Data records
● ● ● ● ● ● ●

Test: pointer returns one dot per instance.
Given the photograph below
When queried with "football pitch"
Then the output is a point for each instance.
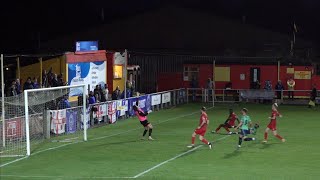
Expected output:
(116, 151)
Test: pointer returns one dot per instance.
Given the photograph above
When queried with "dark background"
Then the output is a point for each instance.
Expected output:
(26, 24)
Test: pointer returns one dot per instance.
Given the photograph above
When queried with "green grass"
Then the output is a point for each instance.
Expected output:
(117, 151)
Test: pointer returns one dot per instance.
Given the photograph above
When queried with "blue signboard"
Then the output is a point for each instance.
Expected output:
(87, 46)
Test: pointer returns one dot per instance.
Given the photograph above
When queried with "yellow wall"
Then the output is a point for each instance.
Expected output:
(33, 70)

● ● ● ● ● ● ●

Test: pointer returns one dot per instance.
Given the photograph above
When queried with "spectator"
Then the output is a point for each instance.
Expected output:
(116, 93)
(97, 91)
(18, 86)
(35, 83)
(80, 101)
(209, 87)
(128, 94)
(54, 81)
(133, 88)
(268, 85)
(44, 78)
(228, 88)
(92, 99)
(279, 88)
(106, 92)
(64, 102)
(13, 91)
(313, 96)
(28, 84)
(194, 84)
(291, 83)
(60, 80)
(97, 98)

● ● ● ● ● ● ●

**Problem to work on**.
Show each line in the records that contains the word "with".

**Solution for this problem**.
When queried with "football pitch"
When queried with "dark background"
When queried with "green grass"
When queried with "blue signboard"
When queried with "yellow wall"
When queried with "spectator"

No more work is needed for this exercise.